(Pointing dataset records)
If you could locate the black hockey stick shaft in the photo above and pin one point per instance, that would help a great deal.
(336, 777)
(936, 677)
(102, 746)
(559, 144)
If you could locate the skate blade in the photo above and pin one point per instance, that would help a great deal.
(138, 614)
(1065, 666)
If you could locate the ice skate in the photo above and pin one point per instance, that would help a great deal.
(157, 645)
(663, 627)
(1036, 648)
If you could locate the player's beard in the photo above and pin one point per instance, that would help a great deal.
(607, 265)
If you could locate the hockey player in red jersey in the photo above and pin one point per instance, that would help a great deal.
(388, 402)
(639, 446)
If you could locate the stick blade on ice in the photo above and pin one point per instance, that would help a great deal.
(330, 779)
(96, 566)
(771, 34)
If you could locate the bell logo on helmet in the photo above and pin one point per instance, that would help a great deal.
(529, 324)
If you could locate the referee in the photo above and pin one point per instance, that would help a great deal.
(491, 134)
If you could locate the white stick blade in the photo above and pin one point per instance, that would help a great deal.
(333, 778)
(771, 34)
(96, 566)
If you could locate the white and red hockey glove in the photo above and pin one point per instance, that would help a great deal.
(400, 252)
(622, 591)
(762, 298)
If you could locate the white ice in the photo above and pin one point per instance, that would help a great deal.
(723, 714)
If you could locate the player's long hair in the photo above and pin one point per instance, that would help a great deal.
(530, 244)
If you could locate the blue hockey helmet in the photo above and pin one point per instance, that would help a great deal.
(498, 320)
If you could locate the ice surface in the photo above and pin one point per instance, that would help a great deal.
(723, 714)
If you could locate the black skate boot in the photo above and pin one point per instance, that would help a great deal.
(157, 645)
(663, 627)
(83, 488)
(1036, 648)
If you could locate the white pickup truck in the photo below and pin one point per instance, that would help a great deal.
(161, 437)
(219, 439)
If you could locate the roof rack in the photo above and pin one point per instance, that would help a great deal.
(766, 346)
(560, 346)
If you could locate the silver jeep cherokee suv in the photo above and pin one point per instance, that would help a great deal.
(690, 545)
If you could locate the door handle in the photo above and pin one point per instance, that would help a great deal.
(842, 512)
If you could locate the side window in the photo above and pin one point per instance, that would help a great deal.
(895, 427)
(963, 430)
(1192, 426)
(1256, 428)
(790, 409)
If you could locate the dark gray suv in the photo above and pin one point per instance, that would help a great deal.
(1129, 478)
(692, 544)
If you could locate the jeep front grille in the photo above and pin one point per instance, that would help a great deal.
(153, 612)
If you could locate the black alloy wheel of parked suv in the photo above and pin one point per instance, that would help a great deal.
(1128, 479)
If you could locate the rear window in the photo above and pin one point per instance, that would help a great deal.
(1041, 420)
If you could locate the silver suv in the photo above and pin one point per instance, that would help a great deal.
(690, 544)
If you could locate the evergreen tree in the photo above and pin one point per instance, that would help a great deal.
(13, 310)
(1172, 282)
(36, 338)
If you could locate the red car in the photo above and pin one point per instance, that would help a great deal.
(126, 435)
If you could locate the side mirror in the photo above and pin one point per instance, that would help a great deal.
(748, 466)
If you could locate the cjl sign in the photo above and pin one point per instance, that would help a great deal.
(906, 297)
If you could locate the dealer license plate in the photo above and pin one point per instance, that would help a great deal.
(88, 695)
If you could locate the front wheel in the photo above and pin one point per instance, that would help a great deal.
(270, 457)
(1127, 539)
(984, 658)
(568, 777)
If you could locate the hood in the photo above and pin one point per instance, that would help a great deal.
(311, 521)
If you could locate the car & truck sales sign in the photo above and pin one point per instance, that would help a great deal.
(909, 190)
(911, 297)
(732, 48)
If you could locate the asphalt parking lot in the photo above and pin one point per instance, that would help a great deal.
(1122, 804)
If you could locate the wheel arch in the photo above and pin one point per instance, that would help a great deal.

#### Aim
Reproduce verbatim the rows above, beginning at the line that contains "If you could locate the black skate" and stopping after the line that contains "(1128, 479)", with both of those lines included.

#### Task result
If you could locate the black skate boot in the photo above and pin one point per instance, that would help a great deal.
(157, 645)
(663, 627)
(83, 488)
(1036, 648)
If you could locate the white pickup truck in the photo below and pin one point per instance, that would help a great deal.
(161, 437)
(219, 439)
If you could locate the roof rack in the photo above and pin one point per instance, that would help a great deal.
(766, 346)
(560, 346)
If you could locate the silver jeep cherokee suv in the photo above and pin one point per instance, that would help a great deal.
(690, 545)
If you could locate the door handle in the photo above and pin one point per instance, that would help a great deal.
(842, 512)
If you could locate the side window in the photo above and pin one point per instance, that would help a great deal.
(895, 427)
(963, 430)
(1192, 426)
(1256, 428)
(790, 409)
If you could locate the dark gray suv in the photo above and pin one point per instance, that would help a great deal.
(1129, 478)
(692, 544)
If you could locate the jeep front grille in the photo above and pin one point per instance, that would help a great deal.
(153, 612)
If you could locate the black alloy wheel of parked suv in the photo above and pin one point per instance, that would help a great deal.
(1128, 479)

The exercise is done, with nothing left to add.